▶ [Selected excerpt]:

Brett Sargent, founder and CEO of True North Consulting in El Dorado Hills, has educated himself on the PPP program — and is also trying to help inform other small-business owners. Comstock’s spoke with Sargent about the advice he shares.

With the extension being signed by President Trump, what’s the situation now for businesses?
Businesses really have two options. Option No. 1, they continue as they had previously. They go ahead and they use the eight weeks up. Many people who got their PPP loans early, they can just go ahead and do that. My recommendation to them is do that and here is the reason why: Right now is an on-off switch. You get to pick either eight weeks or 24 weeks, one of the two.

If you pick 24 weeks, that’s wonderful that you have that additional time and some people need it. But then you’re stuck with the payroll salary amount (restriction), which is you can’t reduce payrolls by more than 25 percent for non-highly compensated people (making less than $100,000 annually.)

You (also) have the headcount restriction. It says that if you reduced headcount between Feb. 15, 2020, and April 26, 2020, you had until June 30 to bring your headcount back up to that level to avoid any headcount reduction. Now what it’s saying is that timeframe is Dec. 30. Now it did give you an out to say, “Hey, my business has not come back to its normal levels and so I can’t hire people back.” But exactly what’s needed to document that is not very clear.

The other thing that’s happened in there for the headcount reduction, previously (the PPP program) said, “Hey, you tried to hire someone, they said, ‘No, I’m going to stay at home on unemployment getting an extra $600 a week. No, I’m not coming back to work.’” You are obligated to report them to unemployment insurance within 30 days. Now, if you choose the 24-week path, not only do you have to report them, but you have to make an effort to replace that person and you have to document that you made an effort to go back out and rehire to fill that seat.

What I’ve been telling my business owners is that if you have not spent the money, you need to have the additional time to spend the money, you’re comfortable with your forecast, you’re comfortable with the amount of business you have coming in, and that you can meet Feb. 15, 2020, headcount totals, then take the 24 weeks.

But be very careful. No one has a crystal ball. What happens if the economy starts going south in Q4 and you need to lay people off?

Do you have a preference between the eight weeks and the 24 weeks? Do you think one is better?

It all depends on the circumstance, but my instinct would say the eight-week is better. When people got their loans, it was 2.5 times 2019 monthly average salary or 12 months backward-looking. But most banks required 2019. … You’re set up on a 2.5 times amount and then you started hiring people back.

Many people are four, six weeks into the program. They’ve already brought people back. Business is happening, they’re hiring people or hired people back, people are being paid and so forth. My instinct would say go with the eight-week.

▶ [Stored rows]:
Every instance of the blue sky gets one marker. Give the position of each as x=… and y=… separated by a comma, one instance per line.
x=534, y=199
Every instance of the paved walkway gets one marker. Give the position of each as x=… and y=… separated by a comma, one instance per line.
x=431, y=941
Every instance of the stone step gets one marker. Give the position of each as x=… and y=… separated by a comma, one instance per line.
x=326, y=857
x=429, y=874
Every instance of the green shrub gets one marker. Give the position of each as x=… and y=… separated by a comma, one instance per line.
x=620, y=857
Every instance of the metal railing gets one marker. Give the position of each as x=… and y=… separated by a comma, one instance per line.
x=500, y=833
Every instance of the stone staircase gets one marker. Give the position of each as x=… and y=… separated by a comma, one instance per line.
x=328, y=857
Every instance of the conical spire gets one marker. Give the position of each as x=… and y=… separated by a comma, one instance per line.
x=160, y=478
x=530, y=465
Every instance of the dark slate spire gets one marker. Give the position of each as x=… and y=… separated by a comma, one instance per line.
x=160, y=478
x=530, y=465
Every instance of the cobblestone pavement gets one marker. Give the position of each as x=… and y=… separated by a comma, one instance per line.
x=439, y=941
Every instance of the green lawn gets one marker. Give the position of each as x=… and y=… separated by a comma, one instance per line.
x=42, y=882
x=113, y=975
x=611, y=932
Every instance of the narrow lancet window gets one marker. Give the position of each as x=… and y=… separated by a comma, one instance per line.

▶ [Things to do]:
(A) In the interview about PPP loans, what is the new deadline for bringing headcount back up to avoid a headcount reduction?
(B) Please repeat the interview about PPP loans word for word, starting with "The other thing" and going on through "fill that seat.".
(C) Go on with the interview about PPP loans from the point where it stops.

▶ [Answers to the exercises]:
(A) Dec. 30.

(B)
The other thing that’s happened in there for the headcount reduction, previously (the PPP program) said, “Hey, you tried to hire someone, they said, ‘No, I’m going to stay at home on unemployment getting an extra $600 a week. No, I’m not coming back to work.’” You are obligated to report them to unemployment insurance within 30 days. Now, if you choose the 24-week path, not only do you have to report them, but you have to make an effort to replace that person and you have to document that you made an effort to go back out and rehire to fill that seat.

(C)
The only people that I say, ‘Hey look, you should really give the 24-week (a try)’ are people that shut their businesses down, that closed the doors, that had to lay off 80 percent of their staff because they’re a phase III recovery business. These are people like European Wax Center, (which) is one of my clients, gyms, fitness centers, nail salons, restaurants, where they got the PPP money but they have not been able to bring their people back. I’m saying definitely go after the 24 weeks.

But for most essential businesses, my recommendation is stay with the eight weeks. The money would have already been spent, you get out of the whole headcount reduction, salary reduction, which could come back to haunt you if you choose the 24-week period. Because if business is bad at the end of the year, you’re going to end up not getting your loan forgiven because you don’t have the headcount to support the same as Feb. 15, 2020.

What are the smartest things that businesses can be doing right now in regard to PPP?

No. 1, don’t do anything unnatural. Don’t run around and try to give everyone a dollar raise. Don’t run around and … give everyone a $1,000 bonus. Don’t try to get super-creative and try to pull in expenses, prorate commissions, prorate bonuses, unless you can completely justify it.

No. 2, record all of your costs. There still has not been a decision on garbage and sewer. Is garbage and sewer entitled to be a utility expense or not (under the PPP program), I don’t know. No one will give a concrete answer on that.

The other thing is, people are talking about mortgage and rent on personal property. Well, does that include my vehicles? Does that include equipment? Does that include copier machines? My instinct says no, it does not, it’s for facilities. However, no one has concrete come out and said, “It is only for facilities.” But I’ve talked to the SBA and they said that was the intent. But again, no one has been concrete on that.

Just document your expenses and if you have plenty of expenditures to fully justify your eight-week spend, stay with the eight weeks. Don’t jump on the 24-week period.